> **TASK DETAILS**
Word-for-word transcription: reproduce all of the data, but not the pictures.

◇ ◇ ◇

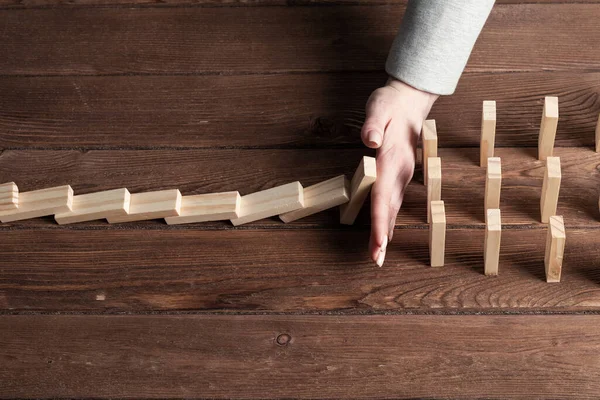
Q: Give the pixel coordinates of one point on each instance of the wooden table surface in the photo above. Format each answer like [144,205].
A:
[207,96]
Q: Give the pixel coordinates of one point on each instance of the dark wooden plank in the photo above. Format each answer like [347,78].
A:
[513,357]
[306,110]
[275,39]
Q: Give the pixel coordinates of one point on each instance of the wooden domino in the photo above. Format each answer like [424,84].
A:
[37,203]
[92,206]
[207,207]
[548,128]
[270,202]
[488,131]
[555,249]
[437,234]
[550,188]
[493,231]
[363,179]
[434,183]
[429,137]
[150,205]
[320,197]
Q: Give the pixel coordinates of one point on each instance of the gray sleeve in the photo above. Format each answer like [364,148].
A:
[435,41]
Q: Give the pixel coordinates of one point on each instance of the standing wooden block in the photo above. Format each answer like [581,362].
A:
[322,196]
[429,137]
[150,205]
[488,131]
[39,203]
[363,179]
[437,234]
[92,206]
[493,232]
[548,128]
[434,183]
[550,188]
[493,183]
[555,248]
[207,207]
[270,202]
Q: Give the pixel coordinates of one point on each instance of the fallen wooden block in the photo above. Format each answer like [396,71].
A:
[270,202]
[488,132]
[92,206]
[493,232]
[320,197]
[150,205]
[363,179]
[555,249]
[550,188]
[207,207]
[434,183]
[429,138]
[548,128]
[437,234]
[38,203]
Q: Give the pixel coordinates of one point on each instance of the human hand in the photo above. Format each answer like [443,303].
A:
[394,117]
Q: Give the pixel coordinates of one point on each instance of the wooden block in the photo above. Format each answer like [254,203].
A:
[207,207]
[88,207]
[270,202]
[39,203]
[493,232]
[150,205]
[322,196]
[555,248]
[488,131]
[363,179]
[437,234]
[550,188]
[434,183]
[493,183]
[548,128]
[429,137]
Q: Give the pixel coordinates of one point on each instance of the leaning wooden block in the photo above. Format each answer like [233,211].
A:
[270,202]
[555,249]
[322,196]
[550,188]
[150,205]
[92,206]
[207,207]
[363,179]
[434,183]
[429,137]
[488,131]
[493,232]
[548,128]
[437,234]
[39,203]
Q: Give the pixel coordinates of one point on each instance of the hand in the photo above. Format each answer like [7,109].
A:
[394,116]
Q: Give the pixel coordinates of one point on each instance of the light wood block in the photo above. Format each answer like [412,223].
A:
[270,202]
[207,207]
[493,183]
[488,131]
[92,206]
[434,183]
[363,179]
[550,188]
[437,234]
[320,197]
[493,232]
[429,137]
[150,205]
[548,128]
[40,203]
[555,248]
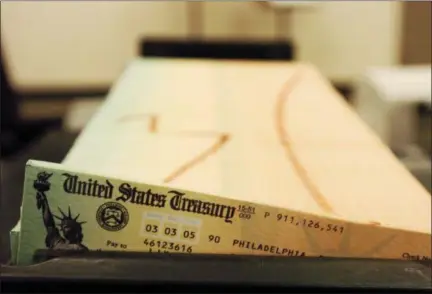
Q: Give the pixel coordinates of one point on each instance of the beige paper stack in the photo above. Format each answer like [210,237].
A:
[273,134]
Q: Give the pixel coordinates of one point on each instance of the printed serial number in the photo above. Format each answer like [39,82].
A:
[310,224]
[165,247]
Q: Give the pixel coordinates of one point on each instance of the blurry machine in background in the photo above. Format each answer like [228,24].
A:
[396,104]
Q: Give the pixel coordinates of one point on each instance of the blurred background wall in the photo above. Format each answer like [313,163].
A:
[51,45]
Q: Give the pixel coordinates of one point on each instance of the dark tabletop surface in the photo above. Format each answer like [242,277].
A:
[52,147]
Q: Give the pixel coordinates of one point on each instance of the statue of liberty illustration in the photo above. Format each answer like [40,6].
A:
[68,234]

◇ ◇ ◇

> **RESULT**
Q: Give the pixel coordinates of one point on each instance of the wooden table surface in the photo above. Format each answer like [144,205].
A:
[207,96]
Q: Give the pixel coordinates of one point on each instance of the dark wooden plank in the photo above. Format each answer like [347,78].
A:
[513,357]
[306,110]
[275,39]
Q: Give the pixel coordinates of one point on each instance of the wooden domino in the photo above. Format each answer like [424,84].
A:
[37,203]
[92,206]
[207,207]
[548,128]
[270,202]
[488,131]
[555,249]
[437,234]
[550,188]
[493,231]
[363,179]
[434,183]
[429,137]
[150,205]
[320,197]
Q: Give the pixel coordinates of one point on each instance of the gray sleeve in the photo above. Format each answer like [364,148].
A:
[435,41]
Q: Give the pixel coordinates of one point on each instance of the standing wooden block in the photo above. Format each answer like [581,362].
A:
[322,196]
[429,137]
[150,205]
[488,131]
[39,203]
[363,179]
[437,234]
[92,206]
[493,232]
[548,128]
[434,183]
[550,188]
[493,183]
[555,248]
[207,207]
[270,202]
Q: Give the pixel coordinates of one point on each instance of the fallen wooden block in the photo above. Format each answer like [396,71].
A:
[270,202]
[488,132]
[92,206]
[493,232]
[320,197]
[150,205]
[363,179]
[555,249]
[550,188]
[207,207]
[434,183]
[429,138]
[548,128]
[437,234]
[38,203]
Q: Give the pixel coordinates of one point on each instance of the human hand in the photo above. Format each answer like [443,303].
A:
[394,117]
Q: Give the pixel coordinates of one point on each instance of the wooden block in the photo above. Format each answer like [254,203].
A:
[207,207]
[88,207]
[270,202]
[39,203]
[493,232]
[150,205]
[322,196]
[555,248]
[488,131]
[363,179]
[437,234]
[550,188]
[434,183]
[493,183]
[548,128]
[429,137]
Q: Give the pixel coordinates of one point on each instance of the leaning wooden block in the photo above. Format each answer like [233,211].
A:
[270,202]
[555,249]
[322,196]
[550,188]
[150,205]
[92,206]
[207,207]
[363,179]
[434,183]
[429,137]
[488,131]
[493,232]
[548,128]
[437,234]
[39,203]
Q: Give the pixel coordinates of one point on each instance of the hand in the photo above. Format each answer like [7,109].
A:
[394,116]
Q: Give the pixel coordinates of one point on each instance of the light wood block in the photo above. Format each answer like [412,223].
A:
[270,202]
[207,207]
[493,183]
[488,131]
[92,206]
[434,183]
[363,179]
[550,188]
[437,234]
[320,197]
[493,232]
[429,137]
[150,205]
[548,128]
[40,203]
[555,248]
Q: Give the pixel coordinates of one point on each instance of the beige paper stack in the photo above. Format each answer like [210,237].
A:
[273,134]
Q: Give the pixel coordinates of one point on each instance of the printed serial number in the photo above. Format each answer like [39,82].
A:
[310,224]
[165,247]
Q: Give the pixel coordinates of one point on each instance of the blurry machine in background in the photo above. Format each answer like [228,24].
A:
[396,104]
Q: Give the pixel coordinates of one point on each instance of the blurred background wall in the photo above. Format each answer like [313,163].
A:
[51,45]
Q: Give the pixel coordinates of one point on each instance of the dark tabletop surface in the photo above. Format each answer like [242,277].
A:
[52,147]
Q: Give the pixel coordinates of one point on each instance of the statue of liberty illustration in the photo above. Format each answer like [40,6].
A:
[68,234]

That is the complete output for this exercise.